## [Source document]
ALFRED WEGENER INSTITUT EXPLAINS OCEAN ACIDIFICATION
FACTS ABOUT OCEAN ACIDIFICATION BY THE ALFRED WEGENER INSTITUT [LINK]
THIS POST IS A CRITICAL REVIEW OF CLAIMS MADE BY THE ALFRED WEGENER INSTITUT ABOUT OCEAN ACIDIFICATION WITH FOSSIL FUEL EMISSIONS [LINK]
ALL PHOTOGRAPHS ABOVE PROVIDED BY THE ALFRED WEGENER INSTITUT [LINK]
WHAT THE ALFRED WEGENER INSTITUT SAYS ABOUT OCEAN ACIDIFICATION
- Facts on Ocean Acidification: Knowledge at a Glance: Never before have so many scientists conducted research on what impacts the declining pH value of seawater has on animals and plants in the ocean. Here we present a summary of their major research results from the past years here.
- Oceans as a carbon store: The oceans have absorbed more than a fourth of the anthropogenically generated atmospheric carbon dioxide over the past 200 years. Without this natural store the greenhouse gas concentration in the atmosphere would be much higher and the temperature on the Earth quite a bit warmer. However, this storage function has a high price: the oceans have become nearly 30 percent more acidic since the beginning of the Industrial Revolution.
- More acidic doesn’t mean acid. With an average pH value of 8.2 seawater is typically slightly alkaline. This figure has dropped to 8.1 over the past 200 years. Since pH values are logarithmically compressed, this corresponds to a decline of nearly 30 percent. By 2100 the pH value of the oceans will presumably drop by another 0.3 to 0.4 units and seawater will thus become 100 to 150 percent more acidic. That does not mean the oceans are actually acidic because even at values around 7.7 they remain alkaline, but are – in relative terms – more acidic than before.

## [Supplied data]
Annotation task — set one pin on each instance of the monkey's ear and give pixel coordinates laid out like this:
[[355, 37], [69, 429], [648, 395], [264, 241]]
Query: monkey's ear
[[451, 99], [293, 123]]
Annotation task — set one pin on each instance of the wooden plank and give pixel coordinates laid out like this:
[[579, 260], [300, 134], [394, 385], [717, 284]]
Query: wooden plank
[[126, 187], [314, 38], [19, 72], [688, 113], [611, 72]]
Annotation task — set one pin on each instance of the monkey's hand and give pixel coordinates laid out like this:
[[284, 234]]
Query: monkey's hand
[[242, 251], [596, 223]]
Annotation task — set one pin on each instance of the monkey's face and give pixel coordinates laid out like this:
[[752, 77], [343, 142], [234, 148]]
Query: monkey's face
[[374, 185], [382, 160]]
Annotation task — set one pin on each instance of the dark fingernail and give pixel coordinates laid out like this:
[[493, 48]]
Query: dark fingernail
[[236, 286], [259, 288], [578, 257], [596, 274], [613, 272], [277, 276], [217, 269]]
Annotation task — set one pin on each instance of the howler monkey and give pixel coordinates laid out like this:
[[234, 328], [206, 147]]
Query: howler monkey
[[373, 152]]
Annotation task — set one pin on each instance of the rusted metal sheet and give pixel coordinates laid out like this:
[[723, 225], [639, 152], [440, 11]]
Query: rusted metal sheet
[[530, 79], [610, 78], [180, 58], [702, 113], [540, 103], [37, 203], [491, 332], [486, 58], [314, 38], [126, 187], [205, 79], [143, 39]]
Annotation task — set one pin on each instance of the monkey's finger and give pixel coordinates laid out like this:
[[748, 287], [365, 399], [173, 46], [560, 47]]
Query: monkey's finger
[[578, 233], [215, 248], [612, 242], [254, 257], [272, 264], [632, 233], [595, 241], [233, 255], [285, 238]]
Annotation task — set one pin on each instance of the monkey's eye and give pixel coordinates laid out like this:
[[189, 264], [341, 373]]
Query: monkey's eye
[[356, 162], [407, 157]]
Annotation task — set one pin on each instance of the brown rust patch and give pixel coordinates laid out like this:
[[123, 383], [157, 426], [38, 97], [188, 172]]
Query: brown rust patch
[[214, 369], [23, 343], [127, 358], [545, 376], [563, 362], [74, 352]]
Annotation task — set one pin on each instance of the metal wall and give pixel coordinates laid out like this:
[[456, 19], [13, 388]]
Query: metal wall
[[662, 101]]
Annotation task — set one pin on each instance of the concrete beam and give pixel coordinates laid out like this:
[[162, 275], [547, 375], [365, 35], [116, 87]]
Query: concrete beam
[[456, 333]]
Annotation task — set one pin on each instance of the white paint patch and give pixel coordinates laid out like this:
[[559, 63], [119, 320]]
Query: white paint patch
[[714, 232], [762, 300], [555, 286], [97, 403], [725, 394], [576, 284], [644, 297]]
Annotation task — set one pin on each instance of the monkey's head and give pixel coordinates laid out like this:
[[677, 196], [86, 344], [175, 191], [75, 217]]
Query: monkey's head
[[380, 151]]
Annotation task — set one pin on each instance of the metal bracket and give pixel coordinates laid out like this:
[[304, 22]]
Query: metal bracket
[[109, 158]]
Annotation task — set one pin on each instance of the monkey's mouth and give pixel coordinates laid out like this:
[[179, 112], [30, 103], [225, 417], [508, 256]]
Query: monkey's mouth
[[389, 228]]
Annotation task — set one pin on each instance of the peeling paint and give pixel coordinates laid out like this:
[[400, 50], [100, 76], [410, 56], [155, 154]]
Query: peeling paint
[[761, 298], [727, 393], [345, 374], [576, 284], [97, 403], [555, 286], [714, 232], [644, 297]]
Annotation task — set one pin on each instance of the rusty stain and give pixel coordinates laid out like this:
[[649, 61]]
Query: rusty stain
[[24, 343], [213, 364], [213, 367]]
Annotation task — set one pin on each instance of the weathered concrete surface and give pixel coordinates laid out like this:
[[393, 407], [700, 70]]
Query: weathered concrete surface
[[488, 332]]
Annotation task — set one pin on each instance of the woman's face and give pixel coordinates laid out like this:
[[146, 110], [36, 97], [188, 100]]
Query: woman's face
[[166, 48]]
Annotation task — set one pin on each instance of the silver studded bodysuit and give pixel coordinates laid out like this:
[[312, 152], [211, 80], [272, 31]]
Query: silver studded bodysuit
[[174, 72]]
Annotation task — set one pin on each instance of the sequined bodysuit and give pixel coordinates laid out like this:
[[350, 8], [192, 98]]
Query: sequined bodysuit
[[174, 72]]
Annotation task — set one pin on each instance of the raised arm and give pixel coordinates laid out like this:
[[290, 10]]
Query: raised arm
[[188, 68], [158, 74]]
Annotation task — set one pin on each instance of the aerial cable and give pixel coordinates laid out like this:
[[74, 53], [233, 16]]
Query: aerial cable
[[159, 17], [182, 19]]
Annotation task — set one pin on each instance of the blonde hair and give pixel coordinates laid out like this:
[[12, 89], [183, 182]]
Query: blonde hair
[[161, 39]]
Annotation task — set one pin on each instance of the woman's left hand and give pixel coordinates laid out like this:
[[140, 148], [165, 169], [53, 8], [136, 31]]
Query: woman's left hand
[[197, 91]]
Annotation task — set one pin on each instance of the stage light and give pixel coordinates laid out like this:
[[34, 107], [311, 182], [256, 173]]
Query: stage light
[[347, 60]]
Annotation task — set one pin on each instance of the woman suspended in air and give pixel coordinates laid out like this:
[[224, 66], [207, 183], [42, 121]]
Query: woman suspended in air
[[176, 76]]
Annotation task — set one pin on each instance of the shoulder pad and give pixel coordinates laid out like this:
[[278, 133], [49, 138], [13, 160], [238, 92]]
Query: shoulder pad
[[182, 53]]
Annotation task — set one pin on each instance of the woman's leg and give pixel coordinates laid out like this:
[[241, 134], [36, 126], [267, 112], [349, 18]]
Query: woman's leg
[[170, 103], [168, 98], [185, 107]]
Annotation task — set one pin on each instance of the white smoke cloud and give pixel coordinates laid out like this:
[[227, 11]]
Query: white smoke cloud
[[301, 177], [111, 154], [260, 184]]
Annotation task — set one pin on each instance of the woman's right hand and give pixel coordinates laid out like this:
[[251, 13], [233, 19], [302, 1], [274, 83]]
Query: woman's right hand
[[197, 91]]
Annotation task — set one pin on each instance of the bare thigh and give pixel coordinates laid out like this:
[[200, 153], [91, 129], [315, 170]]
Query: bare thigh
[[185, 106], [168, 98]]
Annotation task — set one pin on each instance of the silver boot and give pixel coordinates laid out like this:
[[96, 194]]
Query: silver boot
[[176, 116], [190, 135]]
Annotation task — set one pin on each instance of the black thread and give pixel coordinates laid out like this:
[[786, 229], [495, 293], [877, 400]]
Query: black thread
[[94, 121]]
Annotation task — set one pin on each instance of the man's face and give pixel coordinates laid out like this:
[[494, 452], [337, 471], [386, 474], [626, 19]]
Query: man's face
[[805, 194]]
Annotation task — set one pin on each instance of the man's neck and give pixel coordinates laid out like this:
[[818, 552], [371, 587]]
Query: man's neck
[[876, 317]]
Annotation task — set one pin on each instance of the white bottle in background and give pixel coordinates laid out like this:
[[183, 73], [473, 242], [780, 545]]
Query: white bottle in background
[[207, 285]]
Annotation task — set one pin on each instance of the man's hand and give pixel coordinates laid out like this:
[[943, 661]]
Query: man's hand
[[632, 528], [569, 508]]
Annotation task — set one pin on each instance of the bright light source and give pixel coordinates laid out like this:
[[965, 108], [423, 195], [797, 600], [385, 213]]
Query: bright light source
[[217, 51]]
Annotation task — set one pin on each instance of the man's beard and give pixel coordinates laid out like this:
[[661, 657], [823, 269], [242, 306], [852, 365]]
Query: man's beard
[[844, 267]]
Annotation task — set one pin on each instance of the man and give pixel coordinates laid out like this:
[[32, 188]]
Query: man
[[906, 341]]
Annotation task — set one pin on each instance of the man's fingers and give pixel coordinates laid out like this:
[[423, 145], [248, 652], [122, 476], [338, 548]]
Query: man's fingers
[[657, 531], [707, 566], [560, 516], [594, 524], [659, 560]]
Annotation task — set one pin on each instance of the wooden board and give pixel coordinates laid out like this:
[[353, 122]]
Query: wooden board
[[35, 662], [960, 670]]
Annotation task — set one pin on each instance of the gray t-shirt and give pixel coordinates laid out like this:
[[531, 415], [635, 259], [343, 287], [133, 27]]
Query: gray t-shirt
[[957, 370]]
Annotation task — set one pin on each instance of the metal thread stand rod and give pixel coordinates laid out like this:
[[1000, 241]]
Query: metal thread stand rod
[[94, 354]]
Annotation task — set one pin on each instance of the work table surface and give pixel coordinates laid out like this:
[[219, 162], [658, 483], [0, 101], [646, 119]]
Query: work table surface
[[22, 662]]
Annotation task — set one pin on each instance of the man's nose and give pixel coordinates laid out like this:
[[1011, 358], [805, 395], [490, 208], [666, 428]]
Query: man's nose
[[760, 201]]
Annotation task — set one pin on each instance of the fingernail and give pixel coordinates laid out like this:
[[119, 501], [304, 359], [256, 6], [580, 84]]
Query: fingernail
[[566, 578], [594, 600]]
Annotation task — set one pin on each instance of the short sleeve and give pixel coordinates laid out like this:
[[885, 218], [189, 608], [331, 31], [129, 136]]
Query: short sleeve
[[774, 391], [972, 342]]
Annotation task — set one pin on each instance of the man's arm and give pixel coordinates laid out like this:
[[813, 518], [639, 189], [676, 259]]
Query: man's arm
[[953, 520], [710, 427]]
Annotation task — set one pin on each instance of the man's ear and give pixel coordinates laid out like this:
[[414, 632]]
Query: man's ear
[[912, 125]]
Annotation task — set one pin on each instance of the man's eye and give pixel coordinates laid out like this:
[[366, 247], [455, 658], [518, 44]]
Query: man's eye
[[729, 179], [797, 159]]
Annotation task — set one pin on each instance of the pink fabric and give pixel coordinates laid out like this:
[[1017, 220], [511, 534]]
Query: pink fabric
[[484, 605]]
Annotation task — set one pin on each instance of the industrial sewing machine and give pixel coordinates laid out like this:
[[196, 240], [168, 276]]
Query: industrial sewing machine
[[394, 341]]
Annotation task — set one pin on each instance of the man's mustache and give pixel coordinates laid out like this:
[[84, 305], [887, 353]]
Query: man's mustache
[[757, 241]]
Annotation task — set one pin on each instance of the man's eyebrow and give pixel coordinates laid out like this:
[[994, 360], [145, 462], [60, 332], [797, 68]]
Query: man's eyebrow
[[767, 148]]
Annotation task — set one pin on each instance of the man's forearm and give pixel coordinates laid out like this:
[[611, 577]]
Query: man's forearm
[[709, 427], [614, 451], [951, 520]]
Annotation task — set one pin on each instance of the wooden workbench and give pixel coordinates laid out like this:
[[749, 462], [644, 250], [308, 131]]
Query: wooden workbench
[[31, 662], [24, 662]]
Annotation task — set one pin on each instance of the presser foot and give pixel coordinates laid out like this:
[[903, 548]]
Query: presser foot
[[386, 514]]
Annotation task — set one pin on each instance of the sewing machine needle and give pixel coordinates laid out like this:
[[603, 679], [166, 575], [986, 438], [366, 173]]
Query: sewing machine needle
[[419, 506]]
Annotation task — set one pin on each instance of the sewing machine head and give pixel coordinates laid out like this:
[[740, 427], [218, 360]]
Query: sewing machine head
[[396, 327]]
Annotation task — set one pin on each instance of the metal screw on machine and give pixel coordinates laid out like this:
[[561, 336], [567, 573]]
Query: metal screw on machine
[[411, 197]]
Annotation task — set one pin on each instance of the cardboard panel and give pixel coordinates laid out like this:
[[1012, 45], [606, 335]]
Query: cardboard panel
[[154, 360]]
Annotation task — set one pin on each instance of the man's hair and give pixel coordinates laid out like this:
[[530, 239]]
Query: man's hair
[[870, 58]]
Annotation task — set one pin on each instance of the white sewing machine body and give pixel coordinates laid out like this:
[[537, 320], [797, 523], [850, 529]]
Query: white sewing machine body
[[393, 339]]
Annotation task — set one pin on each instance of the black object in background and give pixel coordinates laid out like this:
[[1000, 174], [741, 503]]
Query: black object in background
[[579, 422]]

## [Prompt A]
In the ocean acidification text, what average pH value is given for seawater?
## [Prompt B]
Write what comes next in the ocean acidification text, picking up after its final sentence.

## [Result A]
8.2

## [Result B]
- Naturally more acidic: The pH value of seawater is subject to natural fluctuations. Depending on season and region, the pH value may change. At so-called “champagne sites”, for instance, large amounts of carbon dioxide escape from natural volcanic sources. These marine regions therefore serve as windows into the future because they show which ocean dwellers are able to adapt to a low pH value and which are not.
- The colder, the more acidic: Carbon dioxide dissolves especially well in cold water. That is why ocean acidification is progressing primarily in the polar regions. Acidification of the Arctic Ocean could result in less availability of aragonite, an important building block for calcareous shells, as early as in the middle of this century.
- Bad Company: It never rains, but it pours. In addition to ocean acidification, increasing water temperatures and declining oxygen concentrations are also forcing ocean dwellers to adapt to new living conditions. A deadly trio. After all, when the three factors have a joint impact, organisms in the ocean react extremely sensitively. Moreover, oceans as habitats are frequently polluted and over-fished.
- Everything reacts in its own way: Not all marine dwellers react equally sensitively to the declining pH value of seawater. While calcifying creatures, for example, already reach their limits at low carbon dioxide concentrations, the more acidic water hardly has an effect on other living organisms.
- In some cases animals and plants differ within a single species, which is why scientists presume that some parent generations have already succeeded in preparing their offspring for the challenges of ocean acidification – a so-called epigenetic effect.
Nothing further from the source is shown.